··· Input rows ···

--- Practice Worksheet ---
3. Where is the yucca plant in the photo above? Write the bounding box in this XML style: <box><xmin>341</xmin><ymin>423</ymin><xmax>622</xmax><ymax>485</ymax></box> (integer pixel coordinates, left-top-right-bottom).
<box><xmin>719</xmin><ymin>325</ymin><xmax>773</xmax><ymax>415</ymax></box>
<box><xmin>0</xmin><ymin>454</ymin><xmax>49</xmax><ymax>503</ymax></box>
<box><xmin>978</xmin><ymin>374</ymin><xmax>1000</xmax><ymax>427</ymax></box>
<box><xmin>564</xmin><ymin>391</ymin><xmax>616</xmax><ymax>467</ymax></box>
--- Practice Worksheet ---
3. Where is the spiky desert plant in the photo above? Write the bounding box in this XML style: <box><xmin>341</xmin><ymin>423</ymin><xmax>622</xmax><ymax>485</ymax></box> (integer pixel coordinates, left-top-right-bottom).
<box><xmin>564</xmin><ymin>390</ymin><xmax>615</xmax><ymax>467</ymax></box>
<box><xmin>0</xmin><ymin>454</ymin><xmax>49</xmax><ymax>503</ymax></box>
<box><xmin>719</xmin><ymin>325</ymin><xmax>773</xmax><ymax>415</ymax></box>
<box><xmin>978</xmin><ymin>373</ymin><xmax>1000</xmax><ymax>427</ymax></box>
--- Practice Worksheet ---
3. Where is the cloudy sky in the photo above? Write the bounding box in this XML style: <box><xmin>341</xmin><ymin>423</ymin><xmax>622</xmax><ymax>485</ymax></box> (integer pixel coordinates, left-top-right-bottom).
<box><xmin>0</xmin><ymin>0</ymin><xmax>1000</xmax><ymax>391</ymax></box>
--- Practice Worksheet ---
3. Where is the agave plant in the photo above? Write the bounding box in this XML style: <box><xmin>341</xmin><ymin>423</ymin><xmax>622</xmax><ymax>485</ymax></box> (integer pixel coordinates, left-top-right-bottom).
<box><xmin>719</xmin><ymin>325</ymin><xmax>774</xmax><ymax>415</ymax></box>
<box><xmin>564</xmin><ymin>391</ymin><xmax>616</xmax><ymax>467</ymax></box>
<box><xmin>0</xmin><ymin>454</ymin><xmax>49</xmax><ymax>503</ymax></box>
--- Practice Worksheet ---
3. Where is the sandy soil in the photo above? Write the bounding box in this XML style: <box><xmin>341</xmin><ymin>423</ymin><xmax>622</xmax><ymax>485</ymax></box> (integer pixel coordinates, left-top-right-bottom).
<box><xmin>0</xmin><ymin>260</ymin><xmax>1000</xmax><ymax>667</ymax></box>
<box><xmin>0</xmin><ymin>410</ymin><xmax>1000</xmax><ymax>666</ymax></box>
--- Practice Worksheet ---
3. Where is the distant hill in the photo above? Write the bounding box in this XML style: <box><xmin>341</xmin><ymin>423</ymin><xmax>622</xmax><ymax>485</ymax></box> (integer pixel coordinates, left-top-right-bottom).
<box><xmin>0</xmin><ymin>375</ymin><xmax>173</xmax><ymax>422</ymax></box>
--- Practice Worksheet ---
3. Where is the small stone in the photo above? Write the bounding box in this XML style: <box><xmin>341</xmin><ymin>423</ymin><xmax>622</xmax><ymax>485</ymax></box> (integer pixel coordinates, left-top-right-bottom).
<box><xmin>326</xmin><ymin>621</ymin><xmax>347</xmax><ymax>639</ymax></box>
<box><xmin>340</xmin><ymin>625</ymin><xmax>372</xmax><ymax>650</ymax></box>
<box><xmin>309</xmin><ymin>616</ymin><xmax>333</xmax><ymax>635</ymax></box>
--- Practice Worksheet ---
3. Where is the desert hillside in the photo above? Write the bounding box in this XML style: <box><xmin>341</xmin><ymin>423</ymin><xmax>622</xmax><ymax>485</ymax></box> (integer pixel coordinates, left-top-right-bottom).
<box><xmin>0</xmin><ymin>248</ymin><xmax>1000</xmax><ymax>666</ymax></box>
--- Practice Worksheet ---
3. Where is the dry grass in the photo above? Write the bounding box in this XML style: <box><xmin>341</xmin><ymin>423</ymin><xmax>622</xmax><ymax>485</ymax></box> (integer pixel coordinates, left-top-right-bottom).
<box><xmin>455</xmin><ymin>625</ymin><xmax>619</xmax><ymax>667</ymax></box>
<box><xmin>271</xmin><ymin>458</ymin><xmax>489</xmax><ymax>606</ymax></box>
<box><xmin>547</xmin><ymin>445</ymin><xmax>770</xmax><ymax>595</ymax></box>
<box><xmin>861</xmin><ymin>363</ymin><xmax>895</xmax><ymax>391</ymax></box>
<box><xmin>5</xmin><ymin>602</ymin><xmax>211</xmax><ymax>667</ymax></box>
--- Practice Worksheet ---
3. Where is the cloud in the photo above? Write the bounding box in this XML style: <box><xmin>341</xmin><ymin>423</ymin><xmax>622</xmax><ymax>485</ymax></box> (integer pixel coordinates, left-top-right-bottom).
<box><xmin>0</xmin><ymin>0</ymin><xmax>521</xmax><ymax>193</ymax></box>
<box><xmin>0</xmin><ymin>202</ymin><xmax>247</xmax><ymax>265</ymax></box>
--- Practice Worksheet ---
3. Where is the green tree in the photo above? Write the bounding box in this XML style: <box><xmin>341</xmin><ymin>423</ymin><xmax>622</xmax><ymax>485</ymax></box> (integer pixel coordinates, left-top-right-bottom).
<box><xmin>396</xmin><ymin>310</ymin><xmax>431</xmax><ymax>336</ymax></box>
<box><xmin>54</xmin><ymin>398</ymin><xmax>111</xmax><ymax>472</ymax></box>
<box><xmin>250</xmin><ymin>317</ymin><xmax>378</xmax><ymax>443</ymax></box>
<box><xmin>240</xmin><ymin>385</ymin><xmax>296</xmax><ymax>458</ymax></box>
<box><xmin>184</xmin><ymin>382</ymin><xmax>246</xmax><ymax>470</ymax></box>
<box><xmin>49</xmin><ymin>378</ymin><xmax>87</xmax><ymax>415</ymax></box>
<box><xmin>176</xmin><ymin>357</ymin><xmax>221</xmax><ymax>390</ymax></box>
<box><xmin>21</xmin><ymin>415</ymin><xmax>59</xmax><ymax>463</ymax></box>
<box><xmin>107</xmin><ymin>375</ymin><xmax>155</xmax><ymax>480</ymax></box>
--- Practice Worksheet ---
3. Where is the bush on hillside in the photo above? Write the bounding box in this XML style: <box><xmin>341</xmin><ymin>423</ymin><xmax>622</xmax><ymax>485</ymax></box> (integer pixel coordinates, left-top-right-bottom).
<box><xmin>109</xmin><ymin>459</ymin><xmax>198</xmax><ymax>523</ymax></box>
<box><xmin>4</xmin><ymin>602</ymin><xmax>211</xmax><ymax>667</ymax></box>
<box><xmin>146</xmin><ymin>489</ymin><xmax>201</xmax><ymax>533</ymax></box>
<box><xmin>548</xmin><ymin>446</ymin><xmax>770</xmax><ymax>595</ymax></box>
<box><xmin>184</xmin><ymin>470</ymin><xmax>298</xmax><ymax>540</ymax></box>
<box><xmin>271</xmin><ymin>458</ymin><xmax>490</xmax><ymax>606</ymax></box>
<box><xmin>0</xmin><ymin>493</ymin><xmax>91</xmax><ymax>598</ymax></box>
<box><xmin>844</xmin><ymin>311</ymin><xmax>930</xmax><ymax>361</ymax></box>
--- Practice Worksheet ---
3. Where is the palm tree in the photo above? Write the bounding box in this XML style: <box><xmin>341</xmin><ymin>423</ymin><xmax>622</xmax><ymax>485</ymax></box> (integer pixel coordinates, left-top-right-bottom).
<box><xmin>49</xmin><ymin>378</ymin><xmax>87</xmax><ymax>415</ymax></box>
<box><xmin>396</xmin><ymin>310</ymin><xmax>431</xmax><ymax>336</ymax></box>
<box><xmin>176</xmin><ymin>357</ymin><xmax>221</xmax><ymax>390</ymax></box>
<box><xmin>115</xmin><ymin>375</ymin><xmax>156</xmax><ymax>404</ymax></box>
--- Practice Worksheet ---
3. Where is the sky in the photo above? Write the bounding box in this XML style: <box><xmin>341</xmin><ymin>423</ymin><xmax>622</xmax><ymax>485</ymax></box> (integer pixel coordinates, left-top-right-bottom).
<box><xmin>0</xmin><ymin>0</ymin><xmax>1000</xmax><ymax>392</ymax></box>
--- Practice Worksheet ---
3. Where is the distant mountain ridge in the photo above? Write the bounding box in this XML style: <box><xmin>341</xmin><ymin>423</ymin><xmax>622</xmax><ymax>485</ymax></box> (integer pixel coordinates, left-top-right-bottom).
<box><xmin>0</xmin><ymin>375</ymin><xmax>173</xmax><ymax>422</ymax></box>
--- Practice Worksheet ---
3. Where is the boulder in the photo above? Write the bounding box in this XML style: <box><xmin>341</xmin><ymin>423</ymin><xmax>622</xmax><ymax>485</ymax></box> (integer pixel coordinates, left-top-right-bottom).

···

#### To be done
Convert the lines from the start of the rows through the line containing "3. Where is the yucca" into a numbered list, with both ends included and any blank lines omitted.

#### Expected answer
1. --- Practice Worksheet ---
2. 3. Where is the yucca plant in the photo above? Write the bounding box in this XML style: <box><xmin>341</xmin><ymin>423</ymin><xmax>622</xmax><ymax>485</ymax></box> (integer pixel coordinates, left-top-right-bottom).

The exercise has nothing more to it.